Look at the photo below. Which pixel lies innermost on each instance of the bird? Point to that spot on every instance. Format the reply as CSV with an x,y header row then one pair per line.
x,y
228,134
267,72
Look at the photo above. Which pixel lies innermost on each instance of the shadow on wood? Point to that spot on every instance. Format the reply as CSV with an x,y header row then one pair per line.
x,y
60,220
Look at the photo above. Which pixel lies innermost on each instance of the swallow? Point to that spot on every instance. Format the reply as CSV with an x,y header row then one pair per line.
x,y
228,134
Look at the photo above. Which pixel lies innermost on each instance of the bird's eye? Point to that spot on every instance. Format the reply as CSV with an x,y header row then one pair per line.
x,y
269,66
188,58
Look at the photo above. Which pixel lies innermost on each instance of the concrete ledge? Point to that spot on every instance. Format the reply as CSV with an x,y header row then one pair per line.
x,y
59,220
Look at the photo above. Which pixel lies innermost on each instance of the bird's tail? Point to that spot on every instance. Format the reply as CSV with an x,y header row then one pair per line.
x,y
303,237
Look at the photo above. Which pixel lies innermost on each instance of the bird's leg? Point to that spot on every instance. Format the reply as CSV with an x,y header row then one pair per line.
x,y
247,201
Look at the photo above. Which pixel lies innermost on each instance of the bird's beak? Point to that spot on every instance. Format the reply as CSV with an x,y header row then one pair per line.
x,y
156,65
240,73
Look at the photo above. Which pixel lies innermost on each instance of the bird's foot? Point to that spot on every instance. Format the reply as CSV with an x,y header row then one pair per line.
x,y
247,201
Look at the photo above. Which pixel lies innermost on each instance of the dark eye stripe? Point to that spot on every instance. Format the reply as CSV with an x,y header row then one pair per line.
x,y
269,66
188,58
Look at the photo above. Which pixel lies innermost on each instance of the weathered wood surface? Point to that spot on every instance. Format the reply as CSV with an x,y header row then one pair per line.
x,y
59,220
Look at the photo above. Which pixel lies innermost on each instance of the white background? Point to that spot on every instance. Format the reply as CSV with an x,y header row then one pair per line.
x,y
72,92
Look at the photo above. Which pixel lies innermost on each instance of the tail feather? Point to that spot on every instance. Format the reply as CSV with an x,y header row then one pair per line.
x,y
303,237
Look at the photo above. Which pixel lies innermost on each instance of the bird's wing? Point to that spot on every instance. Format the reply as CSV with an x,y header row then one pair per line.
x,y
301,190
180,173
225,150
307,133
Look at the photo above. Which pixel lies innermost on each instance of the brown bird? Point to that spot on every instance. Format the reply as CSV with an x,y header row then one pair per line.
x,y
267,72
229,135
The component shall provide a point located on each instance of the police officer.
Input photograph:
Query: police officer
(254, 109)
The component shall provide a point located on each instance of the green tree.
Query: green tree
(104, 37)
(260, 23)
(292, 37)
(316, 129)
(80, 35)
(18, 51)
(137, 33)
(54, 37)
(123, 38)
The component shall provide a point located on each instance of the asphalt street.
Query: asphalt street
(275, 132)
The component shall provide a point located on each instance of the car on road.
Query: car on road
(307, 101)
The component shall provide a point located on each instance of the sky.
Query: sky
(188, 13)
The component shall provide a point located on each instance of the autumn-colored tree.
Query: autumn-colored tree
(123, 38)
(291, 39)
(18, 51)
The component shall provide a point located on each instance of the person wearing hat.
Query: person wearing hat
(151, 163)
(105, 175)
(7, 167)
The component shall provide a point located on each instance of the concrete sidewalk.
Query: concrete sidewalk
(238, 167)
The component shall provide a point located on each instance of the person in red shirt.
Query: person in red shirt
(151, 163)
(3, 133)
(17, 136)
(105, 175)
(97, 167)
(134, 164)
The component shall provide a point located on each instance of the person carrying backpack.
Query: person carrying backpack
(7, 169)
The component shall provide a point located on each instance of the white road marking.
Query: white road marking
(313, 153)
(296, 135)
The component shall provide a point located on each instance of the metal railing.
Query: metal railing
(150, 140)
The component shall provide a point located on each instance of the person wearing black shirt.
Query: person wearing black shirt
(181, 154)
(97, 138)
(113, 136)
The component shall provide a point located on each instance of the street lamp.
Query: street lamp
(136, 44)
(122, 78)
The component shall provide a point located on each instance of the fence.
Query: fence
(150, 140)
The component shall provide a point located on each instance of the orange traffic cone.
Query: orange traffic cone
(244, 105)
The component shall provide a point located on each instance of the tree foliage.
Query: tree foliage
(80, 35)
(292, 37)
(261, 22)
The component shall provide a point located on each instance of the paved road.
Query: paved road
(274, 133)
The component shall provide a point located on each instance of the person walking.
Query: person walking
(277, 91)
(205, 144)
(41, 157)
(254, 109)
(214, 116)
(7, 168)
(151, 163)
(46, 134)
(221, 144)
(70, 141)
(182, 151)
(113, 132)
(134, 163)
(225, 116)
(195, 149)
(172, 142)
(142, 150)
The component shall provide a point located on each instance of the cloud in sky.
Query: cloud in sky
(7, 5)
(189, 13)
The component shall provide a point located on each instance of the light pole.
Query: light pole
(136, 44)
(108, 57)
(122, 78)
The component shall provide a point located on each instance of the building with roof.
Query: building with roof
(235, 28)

- **WORK ORDER**
Give the lines from the one containing "Query: cloud in sky" through the end of the entries again, exactly as written and with no other lines.

- **OUTPUT**
Query: cloud in sky
(7, 5)
(189, 13)
The component shall provide a point located on each instance of the light pole.
Query: light pole
(136, 44)
(108, 57)
(122, 78)
The component shall provide a point located on each instance of the building with roof.
Query: building with roof
(235, 28)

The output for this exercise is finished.